About this exercise
Extend the commentary on stocks rallying through the government shutdown and debt-ceiling standoff, starting after its last sentence.

Source passage
If you have ever heard the saying, "The market climbs a wall of worry," but you weren't quite sure what it meant, the events of the past two weeks should have completely clarified it for you. Large portions of the government were shut down and the debt ceiling was about to be breached. Some institutional investors were even selling short-term Treasury securities just in case there was a default. Many economists argue that the shutdown and the failure to pass a bill until the 11th hour (or the 23rd hour if you prefer military time) hurt the nation's credibility and cost the economy as much as 0.5 percentage points of GDP growth. Under the circumstances, a rational investor might reasonably have expected a sell off in stocks. On the contrary, stocks rallied strongly. In fact, the S&P 500 is at an all-time high. It might not make any sense, yet here we are.
Most voters blame the Republicans, especially the so-called Tea Party Republicans, for the latest crisis in Washington. There is no doubt that they were less than diplomatic and completely intransigent. They certainly deserve a large portion of the blame for almost bringing the economy to a standstill and possibly causing the U.S. government to default on its debts. Yet the Republicans are right to say that we cannot keep kicking the can down the road. As shown in the graph above, the national debt is as large as the GDP. We cannot keep doing what we are doing. We must take steps to bring the debt down. If we don't, we run the risk of becoming a third world nation at a time when China's stature is rising. And we cannot reduce debt unless we are willing to do something about the elephants in the room: Social Security and Medicare. As for the Affordable Care Act, even if you love it, you have to at least admit that it won't help reduce the debt.

Information provided
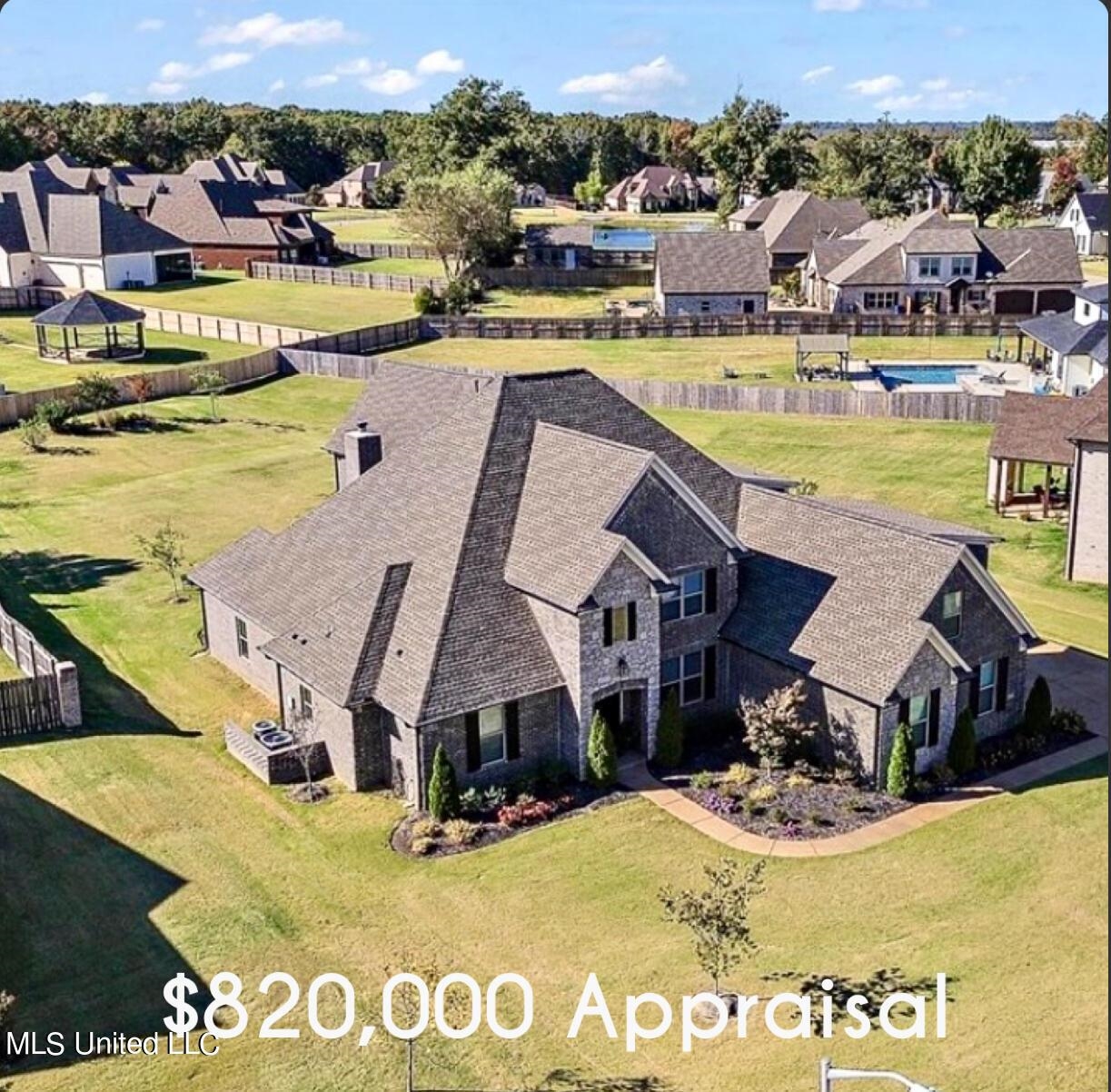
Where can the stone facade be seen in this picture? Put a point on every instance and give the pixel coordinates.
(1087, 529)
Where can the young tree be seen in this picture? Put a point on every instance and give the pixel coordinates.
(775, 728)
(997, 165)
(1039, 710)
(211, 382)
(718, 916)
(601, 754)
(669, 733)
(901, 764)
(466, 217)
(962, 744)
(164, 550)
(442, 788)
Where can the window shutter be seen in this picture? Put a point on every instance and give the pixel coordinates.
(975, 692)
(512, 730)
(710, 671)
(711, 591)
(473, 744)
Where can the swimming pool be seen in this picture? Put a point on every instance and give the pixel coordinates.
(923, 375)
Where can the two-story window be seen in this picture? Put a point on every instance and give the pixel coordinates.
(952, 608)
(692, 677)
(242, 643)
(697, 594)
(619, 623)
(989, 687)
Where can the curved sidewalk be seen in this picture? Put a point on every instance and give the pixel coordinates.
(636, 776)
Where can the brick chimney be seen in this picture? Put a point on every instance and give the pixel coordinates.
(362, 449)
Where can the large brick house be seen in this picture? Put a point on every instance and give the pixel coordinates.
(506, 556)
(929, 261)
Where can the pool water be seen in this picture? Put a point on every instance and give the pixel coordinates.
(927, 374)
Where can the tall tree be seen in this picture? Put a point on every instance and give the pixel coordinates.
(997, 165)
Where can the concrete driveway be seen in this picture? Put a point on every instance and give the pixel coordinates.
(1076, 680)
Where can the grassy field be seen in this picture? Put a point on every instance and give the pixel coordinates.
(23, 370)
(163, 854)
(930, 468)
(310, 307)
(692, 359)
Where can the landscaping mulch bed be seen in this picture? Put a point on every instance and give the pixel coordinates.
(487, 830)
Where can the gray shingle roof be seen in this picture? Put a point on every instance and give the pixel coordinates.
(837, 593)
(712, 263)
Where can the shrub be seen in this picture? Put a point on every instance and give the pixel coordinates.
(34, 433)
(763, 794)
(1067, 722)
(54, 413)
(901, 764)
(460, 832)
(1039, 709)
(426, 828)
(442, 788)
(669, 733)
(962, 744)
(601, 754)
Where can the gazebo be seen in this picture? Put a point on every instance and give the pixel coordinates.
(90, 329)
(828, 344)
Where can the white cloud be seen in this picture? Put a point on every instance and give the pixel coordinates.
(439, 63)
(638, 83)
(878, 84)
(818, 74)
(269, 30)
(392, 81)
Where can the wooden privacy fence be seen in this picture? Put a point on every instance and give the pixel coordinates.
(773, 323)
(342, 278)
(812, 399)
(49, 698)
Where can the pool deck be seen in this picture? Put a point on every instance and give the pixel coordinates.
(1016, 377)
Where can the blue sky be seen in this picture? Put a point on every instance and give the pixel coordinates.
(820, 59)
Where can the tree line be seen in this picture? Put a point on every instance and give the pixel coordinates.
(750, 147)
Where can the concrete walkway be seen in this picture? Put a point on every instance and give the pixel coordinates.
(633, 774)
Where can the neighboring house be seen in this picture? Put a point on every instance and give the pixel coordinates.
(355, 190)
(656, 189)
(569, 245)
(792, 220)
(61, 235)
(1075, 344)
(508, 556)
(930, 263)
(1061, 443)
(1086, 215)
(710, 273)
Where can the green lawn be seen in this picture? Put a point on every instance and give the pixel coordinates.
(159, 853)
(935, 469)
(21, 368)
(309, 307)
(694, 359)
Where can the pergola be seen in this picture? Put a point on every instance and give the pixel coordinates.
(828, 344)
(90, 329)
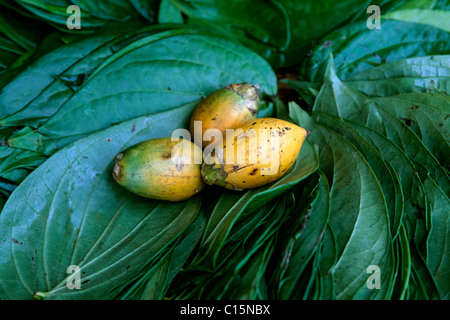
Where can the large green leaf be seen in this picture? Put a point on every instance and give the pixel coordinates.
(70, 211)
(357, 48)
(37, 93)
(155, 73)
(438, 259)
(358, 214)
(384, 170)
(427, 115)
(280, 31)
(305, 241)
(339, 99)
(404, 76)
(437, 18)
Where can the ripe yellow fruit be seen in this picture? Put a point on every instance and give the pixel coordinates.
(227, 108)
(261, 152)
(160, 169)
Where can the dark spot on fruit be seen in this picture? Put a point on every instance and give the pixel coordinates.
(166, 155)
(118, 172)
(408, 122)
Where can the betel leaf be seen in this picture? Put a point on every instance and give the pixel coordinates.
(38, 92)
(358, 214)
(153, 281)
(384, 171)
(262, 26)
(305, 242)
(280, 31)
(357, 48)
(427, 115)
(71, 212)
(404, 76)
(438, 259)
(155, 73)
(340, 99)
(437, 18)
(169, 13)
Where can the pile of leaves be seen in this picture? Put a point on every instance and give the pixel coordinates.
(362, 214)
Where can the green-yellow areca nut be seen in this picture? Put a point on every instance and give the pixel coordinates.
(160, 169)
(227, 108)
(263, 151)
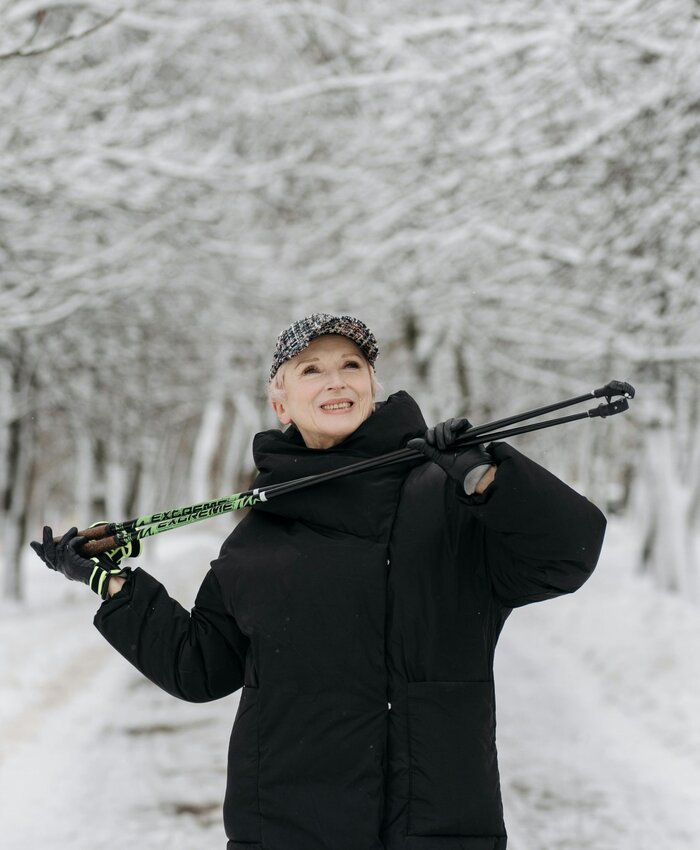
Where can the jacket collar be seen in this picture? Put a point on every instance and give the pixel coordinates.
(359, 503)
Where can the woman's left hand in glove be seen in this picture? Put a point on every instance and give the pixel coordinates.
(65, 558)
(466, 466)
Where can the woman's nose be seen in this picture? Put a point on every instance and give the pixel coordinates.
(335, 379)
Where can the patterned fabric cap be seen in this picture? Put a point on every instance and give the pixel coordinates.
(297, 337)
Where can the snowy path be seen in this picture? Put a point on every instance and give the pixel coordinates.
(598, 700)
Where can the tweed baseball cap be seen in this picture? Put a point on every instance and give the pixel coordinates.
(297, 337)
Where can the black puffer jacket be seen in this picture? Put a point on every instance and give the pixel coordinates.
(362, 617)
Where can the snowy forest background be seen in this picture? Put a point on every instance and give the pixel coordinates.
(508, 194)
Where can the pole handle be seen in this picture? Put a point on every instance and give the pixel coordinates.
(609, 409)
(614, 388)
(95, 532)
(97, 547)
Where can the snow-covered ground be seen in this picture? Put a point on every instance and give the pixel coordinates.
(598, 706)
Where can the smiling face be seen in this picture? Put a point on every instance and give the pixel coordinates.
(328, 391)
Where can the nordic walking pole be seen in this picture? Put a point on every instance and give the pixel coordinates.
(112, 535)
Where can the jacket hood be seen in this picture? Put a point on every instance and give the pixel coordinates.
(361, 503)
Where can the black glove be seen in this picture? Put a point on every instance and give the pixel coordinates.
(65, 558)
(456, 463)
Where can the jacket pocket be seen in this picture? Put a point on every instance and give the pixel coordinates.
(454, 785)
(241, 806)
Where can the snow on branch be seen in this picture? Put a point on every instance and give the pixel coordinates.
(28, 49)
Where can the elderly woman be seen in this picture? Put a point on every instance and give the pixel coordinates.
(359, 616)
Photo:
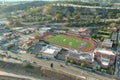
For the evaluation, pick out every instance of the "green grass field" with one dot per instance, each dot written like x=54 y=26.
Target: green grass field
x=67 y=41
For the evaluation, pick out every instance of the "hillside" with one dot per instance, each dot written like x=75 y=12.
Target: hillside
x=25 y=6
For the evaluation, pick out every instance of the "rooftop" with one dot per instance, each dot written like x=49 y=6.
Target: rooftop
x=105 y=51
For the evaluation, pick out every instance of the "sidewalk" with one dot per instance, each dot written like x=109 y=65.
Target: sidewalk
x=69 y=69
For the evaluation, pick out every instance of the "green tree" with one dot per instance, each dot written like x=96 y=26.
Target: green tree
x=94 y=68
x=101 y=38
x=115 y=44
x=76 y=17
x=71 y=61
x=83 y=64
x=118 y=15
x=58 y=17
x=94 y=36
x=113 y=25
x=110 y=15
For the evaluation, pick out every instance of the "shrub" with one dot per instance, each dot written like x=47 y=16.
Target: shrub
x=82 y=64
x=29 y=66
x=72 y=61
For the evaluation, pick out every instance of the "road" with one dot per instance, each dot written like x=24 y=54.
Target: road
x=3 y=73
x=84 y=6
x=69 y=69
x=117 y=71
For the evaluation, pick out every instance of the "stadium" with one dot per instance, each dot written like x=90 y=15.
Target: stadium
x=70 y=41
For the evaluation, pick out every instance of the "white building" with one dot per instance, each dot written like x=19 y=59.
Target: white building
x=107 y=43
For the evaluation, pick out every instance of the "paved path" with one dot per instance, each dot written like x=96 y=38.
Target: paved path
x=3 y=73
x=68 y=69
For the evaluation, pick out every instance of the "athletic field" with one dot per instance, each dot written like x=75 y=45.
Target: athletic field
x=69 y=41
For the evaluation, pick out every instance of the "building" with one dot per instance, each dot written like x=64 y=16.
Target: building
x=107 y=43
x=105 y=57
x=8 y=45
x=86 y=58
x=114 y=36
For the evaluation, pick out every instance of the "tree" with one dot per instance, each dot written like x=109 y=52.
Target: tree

Task response
For the most part, stocks are ignoring these issues. Friday's impetus came from Google (NASDAQ:GOOG). The company announced better-than-expected financial results and the stock surged 14% to well over $1,000 per share. On the other hand, International Business Machines (NYSE:IBM) also announced better-than-expected earnings, yet that stock plunged because revenues were light. GOOG is at an all-time high. It's up 43% this year alone. IBM is 20% off its 52-week high and it is down 9% so far this year. GOOG's market capitalization is almost twice IBM's, but IBM generates almost twice as much revenue as GOOG does. GOOG is a relatively new company, while IBM has been around for 130 years. Yet investors are shying away from blue-chips like IBM and are chasing after stocks like GOOG. At least one could reasonably argue that GOOG is not a very expensive stock. However, the same cannot be said for other current market leaders such as Tesla Motors (NASDAQ:TSLA), LinkedIn (NYSE:LNKD), Netflix (NASDAQ:NFLX), and Amazon (NASDAQ:AMZN). Those stocks are selling at crazy multiples.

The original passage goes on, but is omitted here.